Start of Source document
We Love Them Both: A Conversation about Adoption

Adoption is an amazing picture of the gospel. It greatly displays the idea that families are not formed by blood alone. It’s beautiful to see families made up of different races and ethnicities, mirroring the body of Christ. Adoption, however, does have it challenges. Recently, Noah and Brandy Lee shared about one of those challenges with our Assistant Director Katie Van Dyke.


Katie Van Dyke: First off, tell us a little about your adoption story.

Brandy Lee: Our adoption was a 3 year process and while we waited to be placed with a child, I got pregnant and our baby Grace was born. As we cared for our little newborn, we prayed that her sibling would be close in age and hoped they could grow up as friends. God certainly delivered on that prayer and only two months after Grace was born, we found out about baby Nora and our special “twin” girls were brought together.

KV: Oh, wow! They are so close in age. There are some people who wonder if there is comparison that takes place between biological children and adopted children. Has that ever been a factor in your family?

BL: The girls are now almost six and since they’re so close in age, it’s always been easy to make comparisons between them. I can tell you which one outgrows her clothes faster and which one likes school more and which one is better at making new friends – but beyond these comparisons, I think our girls present a good opportunity to ask the unspoken question many people have about adoption – is there one that we love more?

KV: And how would you answer that question?

Noah Lee: The answer to that question is a definitive “No.” While our emotions towards our children may ebb and flow, our commitment to love them equally remains the same. You see, as Christians, our understanding of love is shaped by God’s Word. Jesus taught us the greatest love by laying his life down for sinners (John 15:13; 1 John 3:16), and so a simple, Biblical definition of love is “a commitment to self-sacrifice for someone else’s good.” If Brandy would have known all there was to know about me on our wedding day, I would probably still be single. But the commitment we made to each other on that day was to sacrifice ourselves for the good of our spouse – for better or for worse. A similar principle is at work with our children: when a new person joins our family (either by birth or adoption) we are committed to love them through thick and thin.

KV: I think most parents would automatically say they love their children equally, whether biological or adopted. Especially Christian parents since, as you pointed out, the word of God commands us how to love. However, some may think it’s easier to love differently in a situation where one child is biological and another child is adopted. In your experience, is there ever a tendency to play favorites?
End of Source document
Start of Given information
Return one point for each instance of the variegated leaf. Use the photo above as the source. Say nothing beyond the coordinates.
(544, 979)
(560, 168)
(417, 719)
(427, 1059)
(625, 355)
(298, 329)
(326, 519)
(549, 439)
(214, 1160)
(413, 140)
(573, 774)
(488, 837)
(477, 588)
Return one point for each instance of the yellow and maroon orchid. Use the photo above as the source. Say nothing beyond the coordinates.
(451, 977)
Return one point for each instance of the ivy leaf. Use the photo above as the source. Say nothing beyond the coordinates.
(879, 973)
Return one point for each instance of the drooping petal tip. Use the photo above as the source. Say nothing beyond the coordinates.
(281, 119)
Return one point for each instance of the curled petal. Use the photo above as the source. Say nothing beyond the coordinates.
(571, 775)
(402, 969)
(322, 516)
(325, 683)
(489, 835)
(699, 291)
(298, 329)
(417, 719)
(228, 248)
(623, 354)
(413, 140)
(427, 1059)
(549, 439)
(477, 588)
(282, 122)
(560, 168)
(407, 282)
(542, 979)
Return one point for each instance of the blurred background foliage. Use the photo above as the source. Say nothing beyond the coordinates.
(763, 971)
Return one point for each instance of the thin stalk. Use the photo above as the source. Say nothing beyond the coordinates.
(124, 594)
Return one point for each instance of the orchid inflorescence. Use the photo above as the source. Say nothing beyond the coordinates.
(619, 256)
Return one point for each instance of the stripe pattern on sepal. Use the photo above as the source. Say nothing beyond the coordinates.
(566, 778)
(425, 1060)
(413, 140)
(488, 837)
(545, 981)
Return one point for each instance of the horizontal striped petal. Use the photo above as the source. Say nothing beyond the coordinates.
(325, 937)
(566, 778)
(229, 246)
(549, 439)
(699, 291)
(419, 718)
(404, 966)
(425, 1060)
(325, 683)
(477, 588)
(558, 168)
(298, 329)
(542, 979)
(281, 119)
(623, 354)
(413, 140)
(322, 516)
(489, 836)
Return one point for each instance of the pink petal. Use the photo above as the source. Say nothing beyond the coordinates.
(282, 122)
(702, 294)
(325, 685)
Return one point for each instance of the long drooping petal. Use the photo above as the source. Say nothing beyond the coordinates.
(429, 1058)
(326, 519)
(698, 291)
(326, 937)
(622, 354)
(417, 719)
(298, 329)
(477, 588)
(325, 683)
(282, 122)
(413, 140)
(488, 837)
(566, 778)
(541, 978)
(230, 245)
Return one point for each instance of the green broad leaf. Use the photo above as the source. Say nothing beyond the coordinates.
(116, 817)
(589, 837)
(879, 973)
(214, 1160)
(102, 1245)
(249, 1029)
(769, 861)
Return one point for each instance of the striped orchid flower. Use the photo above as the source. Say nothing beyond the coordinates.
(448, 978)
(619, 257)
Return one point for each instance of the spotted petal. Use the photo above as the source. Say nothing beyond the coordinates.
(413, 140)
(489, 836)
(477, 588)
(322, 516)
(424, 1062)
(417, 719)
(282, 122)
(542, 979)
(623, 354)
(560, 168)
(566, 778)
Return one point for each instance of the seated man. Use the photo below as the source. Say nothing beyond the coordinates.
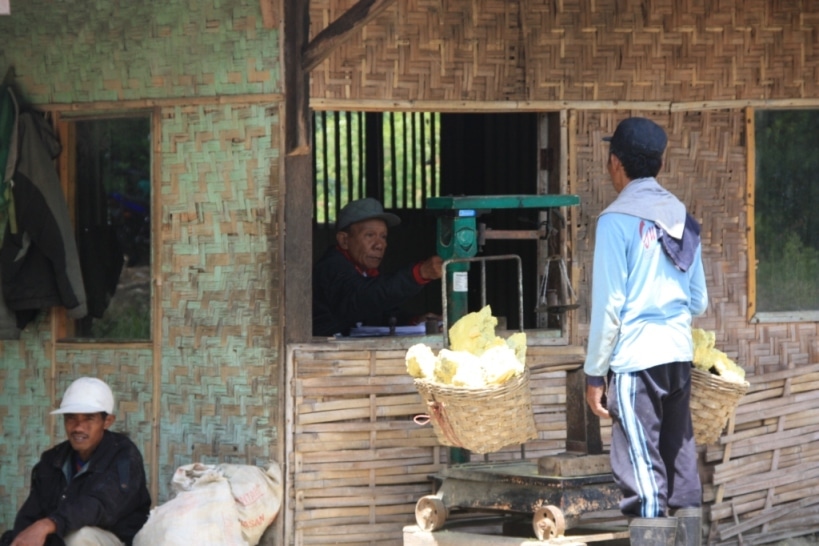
(347, 286)
(89, 490)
End of Given information
Please state how long the Lees' adoption process took, according to the adoption interview.

■ **Completed task**: Three years.